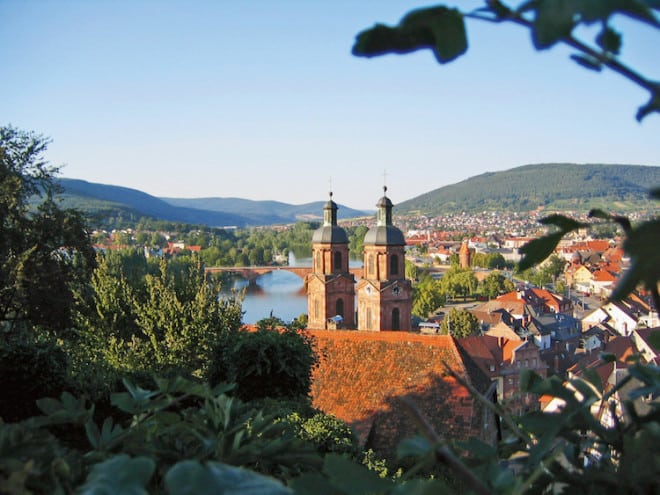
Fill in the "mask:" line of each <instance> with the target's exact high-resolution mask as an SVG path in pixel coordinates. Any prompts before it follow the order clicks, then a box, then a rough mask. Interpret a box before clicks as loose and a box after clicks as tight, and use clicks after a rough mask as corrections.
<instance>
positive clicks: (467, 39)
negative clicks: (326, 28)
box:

Your task :: Could you give the listing again exactly, minus its pictures?

Response to the task ::
Fill in the "mask:" line of each <instance> with the target's exact high-resolution mask as an SVG path in pixel coordinates. Any prompts before it follow the order clicks, then a box, then a rough mask. Interpret a box before clicks as loose and a box after clicks as tight, and use clicks after a rough mask as corrections.
<instance>
positive clicks: (467, 39)
negative clicks: (326, 28)
box:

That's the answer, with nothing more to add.